══ EXCERPTED DATA ══
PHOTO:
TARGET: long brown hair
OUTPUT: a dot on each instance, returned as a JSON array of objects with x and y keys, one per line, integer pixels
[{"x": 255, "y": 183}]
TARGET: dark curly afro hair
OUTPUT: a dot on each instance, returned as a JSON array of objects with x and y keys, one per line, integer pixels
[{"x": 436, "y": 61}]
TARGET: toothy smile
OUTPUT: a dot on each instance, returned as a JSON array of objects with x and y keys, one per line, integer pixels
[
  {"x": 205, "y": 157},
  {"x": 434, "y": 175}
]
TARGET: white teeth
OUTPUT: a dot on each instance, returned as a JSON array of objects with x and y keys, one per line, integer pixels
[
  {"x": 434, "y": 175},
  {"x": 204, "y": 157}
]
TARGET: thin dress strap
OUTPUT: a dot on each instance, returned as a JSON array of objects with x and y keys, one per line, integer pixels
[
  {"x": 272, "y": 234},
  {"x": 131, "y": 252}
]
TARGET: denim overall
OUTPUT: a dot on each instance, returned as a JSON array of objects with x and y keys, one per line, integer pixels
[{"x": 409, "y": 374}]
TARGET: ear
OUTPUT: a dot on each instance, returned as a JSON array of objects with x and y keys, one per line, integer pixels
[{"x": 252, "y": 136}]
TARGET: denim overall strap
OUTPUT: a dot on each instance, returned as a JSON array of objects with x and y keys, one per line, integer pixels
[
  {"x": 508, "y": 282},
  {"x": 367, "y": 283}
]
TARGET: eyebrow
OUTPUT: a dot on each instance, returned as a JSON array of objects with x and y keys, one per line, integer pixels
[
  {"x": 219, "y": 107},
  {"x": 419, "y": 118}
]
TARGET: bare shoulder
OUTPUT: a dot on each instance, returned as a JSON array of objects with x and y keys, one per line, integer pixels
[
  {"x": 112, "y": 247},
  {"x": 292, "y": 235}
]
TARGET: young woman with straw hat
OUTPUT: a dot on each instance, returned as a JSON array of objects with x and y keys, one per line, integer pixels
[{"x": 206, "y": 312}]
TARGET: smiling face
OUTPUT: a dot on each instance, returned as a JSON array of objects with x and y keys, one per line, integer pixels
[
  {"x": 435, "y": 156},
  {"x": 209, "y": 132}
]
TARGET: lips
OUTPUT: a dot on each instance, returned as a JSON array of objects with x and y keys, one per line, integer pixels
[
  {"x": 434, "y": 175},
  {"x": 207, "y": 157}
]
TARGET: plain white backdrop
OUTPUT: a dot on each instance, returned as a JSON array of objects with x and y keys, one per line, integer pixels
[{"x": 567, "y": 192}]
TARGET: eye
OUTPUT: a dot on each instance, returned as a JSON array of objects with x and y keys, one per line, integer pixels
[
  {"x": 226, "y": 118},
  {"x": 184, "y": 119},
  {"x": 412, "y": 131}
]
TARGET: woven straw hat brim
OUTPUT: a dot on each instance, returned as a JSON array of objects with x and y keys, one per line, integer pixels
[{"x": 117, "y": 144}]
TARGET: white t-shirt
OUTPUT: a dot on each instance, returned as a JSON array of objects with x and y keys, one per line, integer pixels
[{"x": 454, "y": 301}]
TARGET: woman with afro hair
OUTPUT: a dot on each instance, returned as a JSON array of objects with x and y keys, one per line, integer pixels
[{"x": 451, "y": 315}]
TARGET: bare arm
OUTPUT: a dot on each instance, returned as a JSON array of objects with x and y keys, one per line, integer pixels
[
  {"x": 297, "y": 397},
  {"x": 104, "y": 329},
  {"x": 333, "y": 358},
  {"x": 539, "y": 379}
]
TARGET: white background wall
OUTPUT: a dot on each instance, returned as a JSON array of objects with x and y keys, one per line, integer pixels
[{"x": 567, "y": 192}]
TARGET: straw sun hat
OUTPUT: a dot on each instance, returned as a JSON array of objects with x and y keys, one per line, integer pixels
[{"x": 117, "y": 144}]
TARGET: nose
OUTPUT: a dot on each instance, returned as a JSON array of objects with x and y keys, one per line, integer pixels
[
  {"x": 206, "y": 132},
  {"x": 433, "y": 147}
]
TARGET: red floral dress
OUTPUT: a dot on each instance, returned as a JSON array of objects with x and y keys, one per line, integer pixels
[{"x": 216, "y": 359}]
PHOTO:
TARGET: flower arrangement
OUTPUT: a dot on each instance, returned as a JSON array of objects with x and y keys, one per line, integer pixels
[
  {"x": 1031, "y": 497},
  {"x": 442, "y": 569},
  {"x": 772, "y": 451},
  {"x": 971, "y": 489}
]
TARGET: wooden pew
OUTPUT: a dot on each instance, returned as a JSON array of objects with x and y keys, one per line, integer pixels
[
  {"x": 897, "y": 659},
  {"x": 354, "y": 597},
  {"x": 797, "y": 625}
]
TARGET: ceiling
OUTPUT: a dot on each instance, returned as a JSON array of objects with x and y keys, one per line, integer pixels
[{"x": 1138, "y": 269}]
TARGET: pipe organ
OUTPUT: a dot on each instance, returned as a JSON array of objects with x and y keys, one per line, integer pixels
═══
THE TASK: Reproduce every line of the data above word for word.

ANSWER TO THE TASK:
PHOTO:
TARGET: long brown hair
OUTPUT: a dot on each instance, returned as a JSON array of objects with x and y keys, one per line, integer pixels
[{"x": 255, "y": 183}]
TARGET: dark curly afro hair
OUTPUT: a dot on each instance, returned as a JSON array of objects with x and y keys, one per line, integer pixels
[{"x": 436, "y": 61}]
TARGET: toothy smile
OUTPUT: a dot on each instance, returned as a JSON array of objects with x and y keys, one per line, integer pixels
[
  {"x": 205, "y": 157},
  {"x": 434, "y": 175}
]
TARGET: white teeth
OUTPUT: a dot on each instance, returned as a JSON array of objects with x and y keys, one per line, integer pixels
[
  {"x": 434, "y": 175},
  {"x": 204, "y": 157}
]
TARGET: thin dress strap
OUTPUT: a dot on each instance, returned as a JSON array of objects with x and y keys, one per line, integer pixels
[
  {"x": 272, "y": 234},
  {"x": 131, "y": 252}
]
TARGET: denim overall
OUTPUT: a dot on each instance, returned as a JSON array of objects with x and y keys, one per line, integer pixels
[{"x": 409, "y": 374}]
TARGET: ear
OUTPUT: a dot on each instance, returned as a JSON array of objects with x and y keys, one per line, integer pixels
[{"x": 252, "y": 136}]
TARGET: denim overall strap
OUTPUT: a dot on each instance, returned as a JSON array of objects with x and y keys, one per line, integer pixels
[
  {"x": 508, "y": 282},
  {"x": 367, "y": 283}
]
TARGET: eyebrow
OUTPUT: a dot on each instance, returned as a JSON array of objects with x and y keys, one per line, integer pixels
[
  {"x": 219, "y": 107},
  {"x": 419, "y": 118}
]
TARGET: bare shoulder
OUTPUT: a dot on each instance, returned as a JSON array of objects with x and y keys, one per line, integer pixels
[
  {"x": 112, "y": 247},
  {"x": 292, "y": 235}
]
TARGET: young woman with straw hat
OUTPUT: a dot on each instance, returned as a JSON array of objects with x and y keys, one per line, integer pixels
[{"x": 206, "y": 312}]
TARGET: smiling face
OUTPUT: a dot on each instance, returned as a JSON array of objects with x and y keys, one per line, integer pixels
[
  {"x": 435, "y": 156},
  {"x": 209, "y": 132}
]
TARGET: lips
OUTPUT: a dot on each instance, returned as a JSON array of objects with x and y keys, one per line, integer pixels
[
  {"x": 434, "y": 175},
  {"x": 207, "y": 157}
]
TARGET: plain white backdrop
OUTPUT: a dot on each instance, returned as a JSON array of objects with x and y keys, one per line, integer pixels
[{"x": 567, "y": 192}]
TARGET: eye
OUTPUT: a dot on each instance, returned as a JSON array of objects with x and y keys, one per line, integer pixels
[
  {"x": 226, "y": 118},
  {"x": 184, "y": 119},
  {"x": 412, "y": 131}
]
TARGET: woven straw hat brim
OUTPUT: a dot on each instance, returned as a JSON array of objects with x and y keys, one per line, integer pixels
[{"x": 117, "y": 144}]
TARGET: white t-shirt
OUTPUT: a dot on each instance, returned as a JSON array of objects with x and y keys, one per line, integer pixels
[{"x": 454, "y": 301}]
TARGET: woman with afro hair
OUTPUT: a dot on each instance, returned as a JSON array of objects with x and y keys, one per line, integer pixels
[{"x": 451, "y": 315}]
TARGET: bare arm
OUTPUT: a dot on each instance, returned as a JSON array of objects with x and y keys, one per line, integer pixels
[
  {"x": 297, "y": 397},
  {"x": 104, "y": 329},
  {"x": 333, "y": 358},
  {"x": 539, "y": 379}
]
TARGET: white background wall
OUTPUT: a dot on each instance, returned as a JSON array of objects with x and y keys, one per line, integer pixels
[{"x": 567, "y": 192}]
TARGET: straw sun hat
OUTPUT: a dot on each instance, returned as a JSON array of objects with x and y keys, one per line, integer pixels
[{"x": 117, "y": 144}]
TARGET: nose
OUTPUT: a dot on each instance, returned as a JSON array of objects with x and y keys, one per line, integer pixels
[
  {"x": 206, "y": 132},
  {"x": 433, "y": 147}
]
TARGET: red floral dress
OUTPUT: a dot on each instance, returned as a JSON array of objects with x and y keys, one per line, integer pixels
[{"x": 216, "y": 359}]
PHOTO:
TARGET: flower arrangement
OUTPUT: a dot on each instance, returned as a JSON array of objects with x and y keys, one per line, integer pixels
[
  {"x": 1031, "y": 497},
  {"x": 442, "y": 569},
  {"x": 772, "y": 451},
  {"x": 971, "y": 489}
]
TARGET: wooden pew
OUTPUT: a dot on each instance, returned as a JSON array of objects with x and y keys, one per line, integer pixels
[
  {"x": 897, "y": 659},
  {"x": 354, "y": 597},
  {"x": 797, "y": 625}
]
TARGET: ceiling
OUTPUT: a dot on each instance, returned as a JSON array of objects with x and y keys, one per line, integer pixels
[{"x": 1138, "y": 269}]
TARGET: pipe organ
OUTPUT: a dot on each instance, returned as a JSON array of objects with x and y keys, one per line, integer pixels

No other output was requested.